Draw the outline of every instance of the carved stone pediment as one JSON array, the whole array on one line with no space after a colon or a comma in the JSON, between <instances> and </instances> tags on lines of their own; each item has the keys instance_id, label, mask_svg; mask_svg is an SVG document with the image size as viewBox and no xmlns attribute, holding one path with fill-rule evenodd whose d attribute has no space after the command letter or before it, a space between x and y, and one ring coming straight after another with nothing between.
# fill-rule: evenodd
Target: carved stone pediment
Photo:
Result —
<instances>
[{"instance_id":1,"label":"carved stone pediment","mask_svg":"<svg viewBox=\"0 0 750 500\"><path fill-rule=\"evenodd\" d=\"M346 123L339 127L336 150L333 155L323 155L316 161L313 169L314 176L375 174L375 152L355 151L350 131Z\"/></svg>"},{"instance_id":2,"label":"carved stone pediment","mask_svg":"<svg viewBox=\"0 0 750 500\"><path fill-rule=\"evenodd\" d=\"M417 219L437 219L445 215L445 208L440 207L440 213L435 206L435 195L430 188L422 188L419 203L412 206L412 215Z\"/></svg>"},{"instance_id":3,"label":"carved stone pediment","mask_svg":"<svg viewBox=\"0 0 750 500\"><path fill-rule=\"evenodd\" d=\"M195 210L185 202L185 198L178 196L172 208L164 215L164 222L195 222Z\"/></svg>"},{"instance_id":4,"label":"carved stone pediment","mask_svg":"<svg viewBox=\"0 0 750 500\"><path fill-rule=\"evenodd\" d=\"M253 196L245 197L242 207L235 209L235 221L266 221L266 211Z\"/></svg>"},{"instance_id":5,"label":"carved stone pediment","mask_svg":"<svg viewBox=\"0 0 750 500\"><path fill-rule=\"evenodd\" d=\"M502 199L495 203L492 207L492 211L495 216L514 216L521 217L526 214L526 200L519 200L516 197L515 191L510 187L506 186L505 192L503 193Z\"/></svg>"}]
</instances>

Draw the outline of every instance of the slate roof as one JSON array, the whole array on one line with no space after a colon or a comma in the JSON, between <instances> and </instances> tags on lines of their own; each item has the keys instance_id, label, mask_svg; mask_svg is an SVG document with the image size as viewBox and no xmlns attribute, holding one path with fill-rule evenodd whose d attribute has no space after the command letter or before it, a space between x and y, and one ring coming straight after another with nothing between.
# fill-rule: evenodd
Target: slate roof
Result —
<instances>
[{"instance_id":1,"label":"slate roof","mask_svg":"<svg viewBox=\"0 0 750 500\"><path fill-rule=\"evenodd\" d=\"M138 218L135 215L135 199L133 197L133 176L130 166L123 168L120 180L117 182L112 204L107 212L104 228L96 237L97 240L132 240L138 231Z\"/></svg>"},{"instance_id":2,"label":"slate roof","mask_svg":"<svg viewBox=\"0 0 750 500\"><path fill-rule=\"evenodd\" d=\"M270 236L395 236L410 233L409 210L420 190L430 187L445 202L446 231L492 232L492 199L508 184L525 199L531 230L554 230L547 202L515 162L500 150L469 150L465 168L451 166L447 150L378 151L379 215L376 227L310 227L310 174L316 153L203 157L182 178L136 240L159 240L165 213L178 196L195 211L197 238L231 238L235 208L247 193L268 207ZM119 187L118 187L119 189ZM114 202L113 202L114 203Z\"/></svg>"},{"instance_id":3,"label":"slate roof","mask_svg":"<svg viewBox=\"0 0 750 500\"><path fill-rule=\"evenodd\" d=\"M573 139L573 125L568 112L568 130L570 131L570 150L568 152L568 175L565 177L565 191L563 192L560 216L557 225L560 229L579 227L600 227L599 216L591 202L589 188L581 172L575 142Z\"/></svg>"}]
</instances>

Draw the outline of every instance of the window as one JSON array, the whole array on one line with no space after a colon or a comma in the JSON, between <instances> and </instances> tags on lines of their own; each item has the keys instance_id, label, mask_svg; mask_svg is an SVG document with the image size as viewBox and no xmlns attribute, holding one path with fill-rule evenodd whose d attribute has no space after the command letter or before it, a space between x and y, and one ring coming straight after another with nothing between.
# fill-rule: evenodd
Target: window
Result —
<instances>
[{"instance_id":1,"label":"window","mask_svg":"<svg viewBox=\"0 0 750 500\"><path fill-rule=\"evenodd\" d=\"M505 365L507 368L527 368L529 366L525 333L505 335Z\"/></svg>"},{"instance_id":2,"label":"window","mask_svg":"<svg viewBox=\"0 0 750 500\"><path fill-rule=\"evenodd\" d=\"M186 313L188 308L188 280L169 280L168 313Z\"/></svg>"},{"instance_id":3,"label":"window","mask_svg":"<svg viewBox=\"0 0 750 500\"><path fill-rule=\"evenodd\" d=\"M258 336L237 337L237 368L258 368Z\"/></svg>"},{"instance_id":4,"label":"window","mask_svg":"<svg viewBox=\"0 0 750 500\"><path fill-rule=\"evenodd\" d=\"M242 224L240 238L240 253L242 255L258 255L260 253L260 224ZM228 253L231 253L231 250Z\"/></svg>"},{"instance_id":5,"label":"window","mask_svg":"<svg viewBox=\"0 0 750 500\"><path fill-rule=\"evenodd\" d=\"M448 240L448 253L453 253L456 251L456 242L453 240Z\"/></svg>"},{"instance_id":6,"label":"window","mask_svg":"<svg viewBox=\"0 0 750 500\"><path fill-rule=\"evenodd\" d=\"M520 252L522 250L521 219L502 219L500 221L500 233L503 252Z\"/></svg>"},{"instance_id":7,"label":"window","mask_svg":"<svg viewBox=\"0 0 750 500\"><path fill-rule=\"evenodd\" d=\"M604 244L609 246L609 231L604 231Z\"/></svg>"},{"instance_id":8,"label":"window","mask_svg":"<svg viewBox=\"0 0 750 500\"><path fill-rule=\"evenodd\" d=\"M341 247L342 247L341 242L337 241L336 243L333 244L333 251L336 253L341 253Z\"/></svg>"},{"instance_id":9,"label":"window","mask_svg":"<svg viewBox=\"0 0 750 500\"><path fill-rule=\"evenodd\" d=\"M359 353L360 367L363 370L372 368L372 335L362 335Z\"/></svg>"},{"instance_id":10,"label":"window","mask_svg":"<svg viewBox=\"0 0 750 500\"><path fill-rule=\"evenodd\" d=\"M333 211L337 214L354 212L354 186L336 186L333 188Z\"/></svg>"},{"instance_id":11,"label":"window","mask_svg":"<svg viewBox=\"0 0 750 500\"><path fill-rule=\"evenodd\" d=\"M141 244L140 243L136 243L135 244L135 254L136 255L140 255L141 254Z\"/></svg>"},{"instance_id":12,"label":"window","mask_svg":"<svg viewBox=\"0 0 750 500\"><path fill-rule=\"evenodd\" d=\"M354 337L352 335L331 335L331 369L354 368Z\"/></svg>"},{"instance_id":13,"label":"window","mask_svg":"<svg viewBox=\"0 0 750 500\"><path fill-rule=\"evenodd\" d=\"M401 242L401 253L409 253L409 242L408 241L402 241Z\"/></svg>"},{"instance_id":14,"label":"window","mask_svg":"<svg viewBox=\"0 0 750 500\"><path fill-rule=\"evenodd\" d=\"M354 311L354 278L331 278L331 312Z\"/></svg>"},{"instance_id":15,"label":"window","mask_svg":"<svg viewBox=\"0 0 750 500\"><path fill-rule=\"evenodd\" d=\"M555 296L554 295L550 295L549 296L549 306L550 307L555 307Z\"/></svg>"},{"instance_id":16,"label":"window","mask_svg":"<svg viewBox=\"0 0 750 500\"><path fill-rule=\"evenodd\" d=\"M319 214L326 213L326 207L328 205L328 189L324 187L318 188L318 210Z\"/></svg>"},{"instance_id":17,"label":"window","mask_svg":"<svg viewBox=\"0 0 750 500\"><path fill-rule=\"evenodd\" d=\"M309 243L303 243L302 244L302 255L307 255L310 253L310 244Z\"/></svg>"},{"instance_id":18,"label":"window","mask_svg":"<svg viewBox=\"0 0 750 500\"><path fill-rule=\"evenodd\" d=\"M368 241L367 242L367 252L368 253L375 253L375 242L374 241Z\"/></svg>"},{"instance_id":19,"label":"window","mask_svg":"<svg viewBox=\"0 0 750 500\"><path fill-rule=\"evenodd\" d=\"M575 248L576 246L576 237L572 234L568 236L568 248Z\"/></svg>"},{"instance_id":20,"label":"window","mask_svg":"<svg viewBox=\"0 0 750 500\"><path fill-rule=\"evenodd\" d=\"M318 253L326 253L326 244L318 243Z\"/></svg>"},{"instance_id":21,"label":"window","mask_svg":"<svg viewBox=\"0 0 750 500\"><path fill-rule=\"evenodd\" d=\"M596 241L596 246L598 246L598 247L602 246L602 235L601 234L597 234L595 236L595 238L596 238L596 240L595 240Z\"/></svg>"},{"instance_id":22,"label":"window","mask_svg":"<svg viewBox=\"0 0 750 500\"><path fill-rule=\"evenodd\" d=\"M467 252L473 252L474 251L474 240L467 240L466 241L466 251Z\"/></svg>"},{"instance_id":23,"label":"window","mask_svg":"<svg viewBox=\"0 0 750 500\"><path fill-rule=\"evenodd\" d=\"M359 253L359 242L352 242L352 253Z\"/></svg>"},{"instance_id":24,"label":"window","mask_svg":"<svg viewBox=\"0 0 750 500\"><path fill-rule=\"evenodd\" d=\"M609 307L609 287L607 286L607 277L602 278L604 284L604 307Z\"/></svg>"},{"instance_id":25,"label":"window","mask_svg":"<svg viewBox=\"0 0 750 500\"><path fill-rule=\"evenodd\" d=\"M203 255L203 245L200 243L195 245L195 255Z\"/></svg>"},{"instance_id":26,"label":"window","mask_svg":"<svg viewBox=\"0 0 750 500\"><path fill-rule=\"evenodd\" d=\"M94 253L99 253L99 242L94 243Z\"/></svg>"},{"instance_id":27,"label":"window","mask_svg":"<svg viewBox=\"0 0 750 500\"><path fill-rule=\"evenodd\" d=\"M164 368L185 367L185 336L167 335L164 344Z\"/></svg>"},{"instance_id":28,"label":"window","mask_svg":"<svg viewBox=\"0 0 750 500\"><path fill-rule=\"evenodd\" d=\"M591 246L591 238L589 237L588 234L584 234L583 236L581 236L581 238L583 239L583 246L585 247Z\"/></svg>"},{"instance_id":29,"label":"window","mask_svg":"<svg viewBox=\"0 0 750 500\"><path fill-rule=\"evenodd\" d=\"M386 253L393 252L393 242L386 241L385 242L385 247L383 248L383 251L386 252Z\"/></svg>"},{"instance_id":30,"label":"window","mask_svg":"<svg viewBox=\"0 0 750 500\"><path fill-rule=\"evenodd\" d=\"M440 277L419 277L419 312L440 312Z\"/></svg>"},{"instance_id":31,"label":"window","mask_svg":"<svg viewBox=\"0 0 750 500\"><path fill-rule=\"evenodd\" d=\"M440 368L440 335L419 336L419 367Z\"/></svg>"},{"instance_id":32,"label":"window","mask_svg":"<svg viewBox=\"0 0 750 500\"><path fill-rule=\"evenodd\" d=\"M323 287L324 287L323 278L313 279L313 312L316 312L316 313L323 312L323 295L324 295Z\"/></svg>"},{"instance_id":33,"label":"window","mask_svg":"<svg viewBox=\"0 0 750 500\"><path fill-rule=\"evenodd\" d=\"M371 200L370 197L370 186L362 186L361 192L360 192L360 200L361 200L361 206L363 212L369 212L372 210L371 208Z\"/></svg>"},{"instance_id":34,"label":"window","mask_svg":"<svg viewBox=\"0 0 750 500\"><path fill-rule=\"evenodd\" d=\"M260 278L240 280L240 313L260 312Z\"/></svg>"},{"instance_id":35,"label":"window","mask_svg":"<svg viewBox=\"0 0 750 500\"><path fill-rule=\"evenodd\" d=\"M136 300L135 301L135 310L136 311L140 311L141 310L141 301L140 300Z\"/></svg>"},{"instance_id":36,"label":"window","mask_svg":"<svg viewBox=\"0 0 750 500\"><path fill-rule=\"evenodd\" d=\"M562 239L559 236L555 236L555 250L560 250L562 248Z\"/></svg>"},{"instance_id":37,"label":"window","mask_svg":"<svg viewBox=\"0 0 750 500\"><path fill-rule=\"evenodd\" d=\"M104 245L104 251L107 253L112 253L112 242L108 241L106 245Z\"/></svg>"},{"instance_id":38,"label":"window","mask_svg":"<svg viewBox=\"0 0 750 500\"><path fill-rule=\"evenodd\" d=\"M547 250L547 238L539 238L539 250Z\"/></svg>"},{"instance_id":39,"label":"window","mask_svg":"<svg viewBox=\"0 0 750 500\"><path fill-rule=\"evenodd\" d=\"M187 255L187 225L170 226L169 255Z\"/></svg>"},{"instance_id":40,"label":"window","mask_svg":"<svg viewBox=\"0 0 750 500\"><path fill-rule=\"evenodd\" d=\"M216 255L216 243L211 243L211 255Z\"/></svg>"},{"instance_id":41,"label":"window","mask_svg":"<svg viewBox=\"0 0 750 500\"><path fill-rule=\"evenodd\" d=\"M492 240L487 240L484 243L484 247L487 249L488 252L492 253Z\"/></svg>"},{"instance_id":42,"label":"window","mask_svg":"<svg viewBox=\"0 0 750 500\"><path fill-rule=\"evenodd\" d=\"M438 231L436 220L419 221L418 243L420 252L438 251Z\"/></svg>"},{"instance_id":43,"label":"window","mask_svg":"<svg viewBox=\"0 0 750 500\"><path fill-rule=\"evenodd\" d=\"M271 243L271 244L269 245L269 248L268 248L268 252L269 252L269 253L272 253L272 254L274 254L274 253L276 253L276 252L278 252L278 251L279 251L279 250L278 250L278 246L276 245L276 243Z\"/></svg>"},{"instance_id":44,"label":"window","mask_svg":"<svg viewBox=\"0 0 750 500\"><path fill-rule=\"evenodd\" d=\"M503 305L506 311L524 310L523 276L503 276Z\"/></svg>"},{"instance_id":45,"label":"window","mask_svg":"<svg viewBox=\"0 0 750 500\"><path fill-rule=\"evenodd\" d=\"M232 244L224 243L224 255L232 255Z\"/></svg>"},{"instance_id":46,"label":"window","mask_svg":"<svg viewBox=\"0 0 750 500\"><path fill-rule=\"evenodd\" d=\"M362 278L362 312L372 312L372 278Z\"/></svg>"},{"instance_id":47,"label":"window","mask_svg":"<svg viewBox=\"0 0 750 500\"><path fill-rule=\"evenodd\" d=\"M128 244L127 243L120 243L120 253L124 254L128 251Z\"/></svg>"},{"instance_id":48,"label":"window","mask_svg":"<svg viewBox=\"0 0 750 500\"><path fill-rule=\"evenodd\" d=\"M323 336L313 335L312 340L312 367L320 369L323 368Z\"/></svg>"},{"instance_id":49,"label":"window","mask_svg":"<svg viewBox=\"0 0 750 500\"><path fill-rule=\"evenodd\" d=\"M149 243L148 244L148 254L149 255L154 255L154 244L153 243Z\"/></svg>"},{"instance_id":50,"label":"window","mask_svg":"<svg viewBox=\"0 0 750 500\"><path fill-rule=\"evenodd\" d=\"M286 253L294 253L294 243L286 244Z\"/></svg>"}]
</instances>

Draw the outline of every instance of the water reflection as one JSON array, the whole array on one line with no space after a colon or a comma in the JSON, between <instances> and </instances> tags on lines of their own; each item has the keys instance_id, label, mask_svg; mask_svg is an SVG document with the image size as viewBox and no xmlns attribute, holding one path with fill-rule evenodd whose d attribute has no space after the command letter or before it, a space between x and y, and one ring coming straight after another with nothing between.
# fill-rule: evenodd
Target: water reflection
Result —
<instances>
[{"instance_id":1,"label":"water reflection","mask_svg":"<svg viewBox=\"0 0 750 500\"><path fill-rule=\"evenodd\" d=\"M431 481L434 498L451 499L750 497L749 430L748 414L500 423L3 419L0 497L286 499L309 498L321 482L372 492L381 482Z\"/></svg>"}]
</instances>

|---|

What the task requires
Work out how many lines of the entries hold the word "Target", and write only that figure.

Answer box
4